Every line of the material that follows must be printed again exactly.
Supplied entries start
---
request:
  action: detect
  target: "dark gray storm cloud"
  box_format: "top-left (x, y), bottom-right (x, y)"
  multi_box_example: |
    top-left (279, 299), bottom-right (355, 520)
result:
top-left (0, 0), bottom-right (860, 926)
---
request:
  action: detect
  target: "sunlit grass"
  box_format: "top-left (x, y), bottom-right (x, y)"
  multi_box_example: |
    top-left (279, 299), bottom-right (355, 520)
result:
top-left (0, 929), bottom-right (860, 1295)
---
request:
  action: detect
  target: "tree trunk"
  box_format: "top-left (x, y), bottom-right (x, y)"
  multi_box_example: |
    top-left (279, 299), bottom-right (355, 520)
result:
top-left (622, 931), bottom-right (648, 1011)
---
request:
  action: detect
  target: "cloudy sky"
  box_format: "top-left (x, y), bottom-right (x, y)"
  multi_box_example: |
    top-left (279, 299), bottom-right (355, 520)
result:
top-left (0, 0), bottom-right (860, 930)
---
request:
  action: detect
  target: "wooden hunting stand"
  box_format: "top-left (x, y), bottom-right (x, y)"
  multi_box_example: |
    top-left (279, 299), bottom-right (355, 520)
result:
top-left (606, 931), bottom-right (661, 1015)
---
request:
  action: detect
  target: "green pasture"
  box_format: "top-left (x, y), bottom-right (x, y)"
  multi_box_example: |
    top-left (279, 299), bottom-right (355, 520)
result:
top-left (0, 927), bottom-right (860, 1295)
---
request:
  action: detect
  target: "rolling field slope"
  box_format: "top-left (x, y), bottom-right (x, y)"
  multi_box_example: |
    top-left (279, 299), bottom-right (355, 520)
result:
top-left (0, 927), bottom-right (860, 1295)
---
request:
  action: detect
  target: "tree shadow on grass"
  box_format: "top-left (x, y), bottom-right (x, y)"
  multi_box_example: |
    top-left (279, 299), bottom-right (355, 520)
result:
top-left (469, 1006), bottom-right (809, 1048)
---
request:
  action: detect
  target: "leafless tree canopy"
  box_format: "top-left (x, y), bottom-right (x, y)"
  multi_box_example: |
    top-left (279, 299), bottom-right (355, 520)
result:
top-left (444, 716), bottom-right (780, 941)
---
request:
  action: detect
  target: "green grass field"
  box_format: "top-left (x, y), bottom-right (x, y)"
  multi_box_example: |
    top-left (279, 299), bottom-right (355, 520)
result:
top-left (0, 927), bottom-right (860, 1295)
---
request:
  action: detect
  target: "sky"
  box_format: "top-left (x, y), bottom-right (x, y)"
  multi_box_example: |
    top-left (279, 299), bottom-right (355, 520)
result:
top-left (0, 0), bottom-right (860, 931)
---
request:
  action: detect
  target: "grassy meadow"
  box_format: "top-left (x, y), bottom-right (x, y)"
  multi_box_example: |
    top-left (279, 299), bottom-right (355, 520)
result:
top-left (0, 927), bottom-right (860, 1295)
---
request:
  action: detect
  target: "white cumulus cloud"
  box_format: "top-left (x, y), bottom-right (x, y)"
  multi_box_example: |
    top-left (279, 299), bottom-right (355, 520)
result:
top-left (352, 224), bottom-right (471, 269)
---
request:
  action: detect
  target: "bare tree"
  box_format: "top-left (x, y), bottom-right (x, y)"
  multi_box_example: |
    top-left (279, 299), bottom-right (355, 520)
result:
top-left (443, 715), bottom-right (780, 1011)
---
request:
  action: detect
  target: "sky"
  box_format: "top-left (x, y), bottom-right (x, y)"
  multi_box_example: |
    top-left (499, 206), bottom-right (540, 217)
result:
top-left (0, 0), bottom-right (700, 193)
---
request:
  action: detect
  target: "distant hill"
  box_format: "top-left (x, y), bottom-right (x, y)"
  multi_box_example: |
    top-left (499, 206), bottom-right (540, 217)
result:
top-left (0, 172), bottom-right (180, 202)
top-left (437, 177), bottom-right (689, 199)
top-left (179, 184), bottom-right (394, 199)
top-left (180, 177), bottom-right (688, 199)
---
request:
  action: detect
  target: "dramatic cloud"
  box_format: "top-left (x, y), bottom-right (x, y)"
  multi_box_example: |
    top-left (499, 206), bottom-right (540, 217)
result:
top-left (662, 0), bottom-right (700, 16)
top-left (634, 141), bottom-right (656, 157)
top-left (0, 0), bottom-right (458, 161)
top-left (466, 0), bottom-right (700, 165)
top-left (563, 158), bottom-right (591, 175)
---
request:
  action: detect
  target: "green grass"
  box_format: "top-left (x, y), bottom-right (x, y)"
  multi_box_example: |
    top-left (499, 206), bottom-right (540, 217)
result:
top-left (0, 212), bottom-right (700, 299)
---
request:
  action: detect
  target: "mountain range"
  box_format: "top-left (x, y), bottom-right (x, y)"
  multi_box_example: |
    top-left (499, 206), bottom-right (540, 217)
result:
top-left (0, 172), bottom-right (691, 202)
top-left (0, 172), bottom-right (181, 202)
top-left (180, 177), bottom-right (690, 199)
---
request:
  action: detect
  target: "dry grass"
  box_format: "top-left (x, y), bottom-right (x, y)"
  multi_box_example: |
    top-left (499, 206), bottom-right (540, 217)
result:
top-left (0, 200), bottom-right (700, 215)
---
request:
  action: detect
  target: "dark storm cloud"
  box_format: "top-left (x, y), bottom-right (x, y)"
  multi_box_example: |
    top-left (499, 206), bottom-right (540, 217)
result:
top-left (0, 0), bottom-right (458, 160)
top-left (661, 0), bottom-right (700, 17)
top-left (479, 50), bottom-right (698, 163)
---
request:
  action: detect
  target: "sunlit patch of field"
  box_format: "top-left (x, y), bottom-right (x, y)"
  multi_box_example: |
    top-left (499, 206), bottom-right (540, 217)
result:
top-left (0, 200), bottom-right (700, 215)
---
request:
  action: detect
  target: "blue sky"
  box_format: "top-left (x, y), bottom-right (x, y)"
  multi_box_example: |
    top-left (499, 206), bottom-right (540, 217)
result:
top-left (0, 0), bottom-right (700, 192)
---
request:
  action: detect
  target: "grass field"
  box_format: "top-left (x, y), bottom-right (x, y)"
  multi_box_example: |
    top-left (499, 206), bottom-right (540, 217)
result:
Supplied entries end
### [Exercise result]
---
request:
  action: detect
  target: "dark gray storm cloud"
  box_format: "top-left (x, y), bottom-right (x, y)"
  multi_box_example: |
    top-left (279, 299), bottom-right (355, 520)
result:
top-left (0, 0), bottom-right (860, 926)
---
request:
  action: detect
  target: "sunlit grass"
  box_format: "top-left (x, y), bottom-right (x, y)"
  multi_box_example: |
    top-left (279, 299), bottom-right (355, 520)
result:
top-left (0, 929), bottom-right (860, 1295)
---
request:
  action: detect
  target: "tree trunk"
  box_format: "top-left (x, y), bottom-right (x, y)"
  multi_box_example: |
    top-left (279, 299), bottom-right (355, 520)
result:
top-left (622, 931), bottom-right (648, 1011)
---
request:
  action: detect
  target: "cloudy sky"
  box_format: "top-left (x, y), bottom-right (x, y)"
  multi_box_example: |
    top-left (279, 299), bottom-right (355, 520)
result:
top-left (0, 0), bottom-right (860, 930)
---
request:
  action: detect
  target: "wooden hunting stand"
  box_format: "top-left (x, y), bottom-right (x, y)"
  multi_box_example: |
    top-left (279, 299), bottom-right (355, 520)
result:
top-left (606, 931), bottom-right (661, 1015)
---
request:
  action: detect
  target: "green pasture"
  box_format: "top-left (x, y), bottom-right (x, y)"
  multi_box_example: |
    top-left (279, 299), bottom-right (355, 520)
result:
top-left (0, 927), bottom-right (860, 1295)
---
request:
  action: detect
  target: "rolling field slope"
  box_format: "top-left (x, y), bottom-right (x, y)"
  multi_box_example: |
    top-left (279, 299), bottom-right (355, 520)
result:
top-left (0, 927), bottom-right (860, 1295)
---
request:
  action: detect
  target: "tree shadow on grass"
  box_format: "top-left (x, y), bottom-right (x, y)"
  multi_box_example: |
    top-left (279, 299), bottom-right (355, 520)
result:
top-left (469, 1006), bottom-right (809, 1048)
---
request:
  action: detect
  target: "leafless tree canopy"
  box_format: "top-left (x, y), bottom-right (x, y)"
  multi_box_example: |
    top-left (279, 299), bottom-right (355, 520)
result:
top-left (444, 716), bottom-right (780, 941)
---
request:
  action: detect
  target: "green grass field"
  box_format: "top-left (x, y), bottom-right (x, y)"
  multi_box_example: |
    top-left (279, 299), bottom-right (355, 520)
result:
top-left (0, 927), bottom-right (860, 1295)
---
request:
  action: detect
  target: "sky"
  box_format: "top-left (x, y), bottom-right (x, y)"
  multi_box_example: |
    top-left (279, 299), bottom-right (355, 520)
result:
top-left (0, 0), bottom-right (860, 931)
---
request:
  action: detect
  target: "grassy meadow"
  box_format: "top-left (x, y), bottom-right (x, y)"
  multi_box_example: |
    top-left (279, 299), bottom-right (355, 520)
result:
top-left (0, 927), bottom-right (860, 1295)
---
request:
  action: detect
  target: "white cumulus cloud"
  box_format: "top-left (x, y), bottom-right (x, y)"
  multi_box_example: |
    top-left (279, 299), bottom-right (355, 520)
result:
top-left (352, 224), bottom-right (471, 269)
---
request:
  action: detect
  target: "bare tree"
  box_format: "top-left (x, y), bottom-right (x, y)"
  multi_box_example: |
    top-left (279, 299), bottom-right (355, 520)
result:
top-left (443, 715), bottom-right (780, 1011)
---
request:
  action: detect
  target: "sky"
  box_format: "top-left (x, y), bottom-right (x, y)"
  multi_box_example: |
    top-left (499, 206), bottom-right (540, 217)
result:
top-left (0, 0), bottom-right (700, 193)
---
request:
  action: detect
  target: "distant hill"
  box_format: "top-left (x, y), bottom-right (x, y)"
  multi_box_example: |
    top-left (499, 206), bottom-right (540, 217)
result:
top-left (0, 172), bottom-right (180, 202)
top-left (437, 177), bottom-right (689, 199)
top-left (179, 184), bottom-right (394, 199)
top-left (180, 177), bottom-right (688, 199)
---
request:
  action: detect
  target: "dramatic cloud"
  box_format: "top-left (x, y), bottom-right (x, y)"
  multi_box_example: |
    top-left (499, 206), bottom-right (540, 217)
result:
top-left (662, 0), bottom-right (700, 16)
top-left (634, 141), bottom-right (656, 157)
top-left (0, 0), bottom-right (458, 161)
top-left (466, 0), bottom-right (700, 165)
top-left (563, 158), bottom-right (591, 175)
---
request:
  action: detect
  target: "green grass"
  box_format: "top-left (x, y), bottom-right (x, y)"
  multi_box_example: |
    top-left (499, 206), bottom-right (540, 217)
result:
top-left (0, 212), bottom-right (700, 299)
---
request:
  action: detect
  target: "mountain range"
  box_format: "top-left (x, y), bottom-right (x, y)"
  multi_box_example: |
    top-left (499, 206), bottom-right (540, 217)
result:
top-left (0, 172), bottom-right (691, 202)
top-left (0, 172), bottom-right (181, 202)
top-left (180, 177), bottom-right (690, 199)
---
request:
  action: detect
  target: "dry grass"
  box_format: "top-left (x, y), bottom-right (x, y)"
  multi_box_example: |
    top-left (499, 206), bottom-right (540, 217)
result:
top-left (0, 200), bottom-right (700, 215)
---
request:
  action: detect
  target: "dark storm cloud"
  box_format: "top-left (x, y), bottom-right (x, y)"
  multi_box_example: |
    top-left (499, 206), bottom-right (540, 217)
result:
top-left (0, 0), bottom-right (458, 160)
top-left (661, 0), bottom-right (700, 17)
top-left (479, 50), bottom-right (698, 163)
---
request:
  action: detect
  target: "sunlit patch of field"
  box_format: "top-left (x, y), bottom-right (x, y)"
  multi_box_example: |
    top-left (499, 206), bottom-right (540, 217)
result:
top-left (0, 200), bottom-right (700, 215)
---
request:
  action: detect
  target: "blue sky"
  box_format: "top-left (x, y), bottom-right (x, y)"
  multi_box_example: |
    top-left (499, 206), bottom-right (540, 217)
result:
top-left (0, 0), bottom-right (700, 192)
---
request:
  action: detect
  target: "grass field"
  box_format: "top-left (x, y), bottom-right (x, y)"
  multi_box_example: |
    top-left (499, 206), bottom-right (540, 217)
result:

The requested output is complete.